[HOW TO COMPLETE THIS TASK]: Compute how many lines in the data below contain "hand"; answer only with that number.

[MATERIAL SUPPLIED]:
+===+

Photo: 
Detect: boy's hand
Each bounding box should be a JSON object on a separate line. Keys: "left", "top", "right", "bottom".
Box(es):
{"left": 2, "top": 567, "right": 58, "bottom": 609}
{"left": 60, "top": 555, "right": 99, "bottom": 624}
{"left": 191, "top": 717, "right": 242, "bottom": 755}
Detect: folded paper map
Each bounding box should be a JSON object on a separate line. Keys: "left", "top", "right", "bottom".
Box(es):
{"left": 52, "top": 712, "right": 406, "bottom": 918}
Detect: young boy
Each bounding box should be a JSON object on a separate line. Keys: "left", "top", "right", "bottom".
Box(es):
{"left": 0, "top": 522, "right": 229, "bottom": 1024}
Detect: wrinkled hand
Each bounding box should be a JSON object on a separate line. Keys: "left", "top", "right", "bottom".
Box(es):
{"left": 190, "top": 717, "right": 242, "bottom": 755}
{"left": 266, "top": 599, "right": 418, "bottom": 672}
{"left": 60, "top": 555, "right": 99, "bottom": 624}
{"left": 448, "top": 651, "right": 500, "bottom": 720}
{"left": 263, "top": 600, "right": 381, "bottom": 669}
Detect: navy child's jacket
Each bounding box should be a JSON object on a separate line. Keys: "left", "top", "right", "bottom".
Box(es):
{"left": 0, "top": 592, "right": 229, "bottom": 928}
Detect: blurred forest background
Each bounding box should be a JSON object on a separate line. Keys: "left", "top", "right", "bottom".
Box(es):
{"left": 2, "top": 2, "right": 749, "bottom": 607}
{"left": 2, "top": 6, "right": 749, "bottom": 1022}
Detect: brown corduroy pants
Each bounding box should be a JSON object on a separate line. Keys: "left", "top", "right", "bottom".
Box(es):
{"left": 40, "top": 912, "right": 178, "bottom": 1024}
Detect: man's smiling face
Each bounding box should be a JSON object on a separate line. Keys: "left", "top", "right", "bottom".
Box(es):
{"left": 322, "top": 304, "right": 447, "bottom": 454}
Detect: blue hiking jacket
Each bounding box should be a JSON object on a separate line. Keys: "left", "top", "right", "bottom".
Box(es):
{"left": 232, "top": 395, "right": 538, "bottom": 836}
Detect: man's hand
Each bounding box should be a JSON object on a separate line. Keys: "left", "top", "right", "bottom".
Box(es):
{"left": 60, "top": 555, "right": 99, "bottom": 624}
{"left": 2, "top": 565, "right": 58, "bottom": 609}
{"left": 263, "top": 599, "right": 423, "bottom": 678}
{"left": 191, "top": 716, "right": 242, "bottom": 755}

+===+

[SOLUTION TO THIS EXERCISE]: 3